-- BEGIN SOURCE TEXT --

Monday 9 July 2012

Carrot cake, carrot cake & Carrot Cake!

Ok, so everyone has their favourite carrot cake recipe, but there's no harm in trying different ones - especially if for some silly reason you can't remember which recipe book has your favourite carrot cake recipe in, or you've gone through all your recipe books already and, unaware of course, have turned over two pages - the one with the treasured carrot cake recipe!

So I tried the recipe from Grandma's Best Recipes (I think it's been updated since I bought mine at ASDA about 3 years ago!)

'Grandma's' Classic Carrot Cake' (serves 12)
125g self-raising flour
pinch of salt
1t ground cinnamon
125g soft brown sugar
2 eggs
100ml sunflower oil
125g carrot, peeled and finely grated
25g desiccated coconut
25g walnuts chopped
walnut pieces to decorate
Icing:  50g softened butter; 50g soft cheese; 225g icing sugar; 1t lemon juice.





First problem - no self-raising flour, fortunately good old baking powder is always willing to be used!

Second problem - no walnuts! Surely you can't make a carrot cake without walnuts?! Of course you can, especially if you substitute Almonds!!!

-- END SOURCE TEXT --

◆ GIVEN PROBLEM A:
In the carrot cake post, rewrite the paragraph beginning "Ok, so everyone has their favourite carrot cake recipe" more briefly, keeping its main facts.
The records are unrelated to the carrot cake post.

-- BEGIN LISTED ENTRIES --

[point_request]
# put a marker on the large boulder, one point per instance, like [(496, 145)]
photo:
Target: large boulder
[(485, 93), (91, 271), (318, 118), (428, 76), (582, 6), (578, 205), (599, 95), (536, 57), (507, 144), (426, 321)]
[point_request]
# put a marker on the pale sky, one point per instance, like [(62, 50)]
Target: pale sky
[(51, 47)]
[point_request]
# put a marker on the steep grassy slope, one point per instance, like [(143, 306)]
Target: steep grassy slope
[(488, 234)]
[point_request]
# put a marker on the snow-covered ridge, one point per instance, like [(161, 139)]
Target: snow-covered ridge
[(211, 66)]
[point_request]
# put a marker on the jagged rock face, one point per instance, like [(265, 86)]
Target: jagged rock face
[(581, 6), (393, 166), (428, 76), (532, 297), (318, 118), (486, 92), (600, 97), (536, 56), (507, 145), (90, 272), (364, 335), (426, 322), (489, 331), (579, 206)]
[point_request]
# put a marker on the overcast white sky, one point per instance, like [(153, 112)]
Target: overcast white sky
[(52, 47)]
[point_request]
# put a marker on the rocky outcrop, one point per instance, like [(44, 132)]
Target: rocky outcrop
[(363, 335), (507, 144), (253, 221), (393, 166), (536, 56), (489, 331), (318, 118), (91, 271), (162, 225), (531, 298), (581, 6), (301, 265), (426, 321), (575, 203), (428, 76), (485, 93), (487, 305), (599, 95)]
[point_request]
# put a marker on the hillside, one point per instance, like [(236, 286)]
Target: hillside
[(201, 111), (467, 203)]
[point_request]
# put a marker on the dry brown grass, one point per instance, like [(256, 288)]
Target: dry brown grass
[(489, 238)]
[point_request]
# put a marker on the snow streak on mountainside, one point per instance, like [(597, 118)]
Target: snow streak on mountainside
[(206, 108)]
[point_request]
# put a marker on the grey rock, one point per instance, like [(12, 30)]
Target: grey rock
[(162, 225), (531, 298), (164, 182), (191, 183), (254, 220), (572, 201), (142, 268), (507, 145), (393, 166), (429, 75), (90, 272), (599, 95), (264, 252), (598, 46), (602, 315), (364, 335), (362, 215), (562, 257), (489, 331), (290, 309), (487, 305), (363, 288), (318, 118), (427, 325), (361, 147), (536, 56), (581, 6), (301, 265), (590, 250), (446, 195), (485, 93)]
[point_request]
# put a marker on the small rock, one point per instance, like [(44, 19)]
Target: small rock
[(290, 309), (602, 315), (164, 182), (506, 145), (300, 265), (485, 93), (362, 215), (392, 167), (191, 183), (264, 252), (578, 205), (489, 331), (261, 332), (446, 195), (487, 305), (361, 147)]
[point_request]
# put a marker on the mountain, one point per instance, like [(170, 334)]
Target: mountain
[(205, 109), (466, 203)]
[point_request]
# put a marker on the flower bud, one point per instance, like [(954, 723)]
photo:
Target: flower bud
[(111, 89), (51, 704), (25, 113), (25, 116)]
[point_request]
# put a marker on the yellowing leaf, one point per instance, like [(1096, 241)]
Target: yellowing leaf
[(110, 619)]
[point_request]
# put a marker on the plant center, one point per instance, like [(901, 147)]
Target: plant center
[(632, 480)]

-- END LISTED ENTRIES --

◆ GIVEN PROBLEM B:
Count the lines of the records that contain the word "yellowing".

◆ FULL OUTPUT A:
Everyone has a favorite carrot cake recipe, but trying others does no harm. This is especially true if you can't remember which recipe book holds your favorite. It also applies if you've searched all your books and unknowingly turned two pages at once, skipping the treasured recipe.

◆ FULL OUTPUT B:
2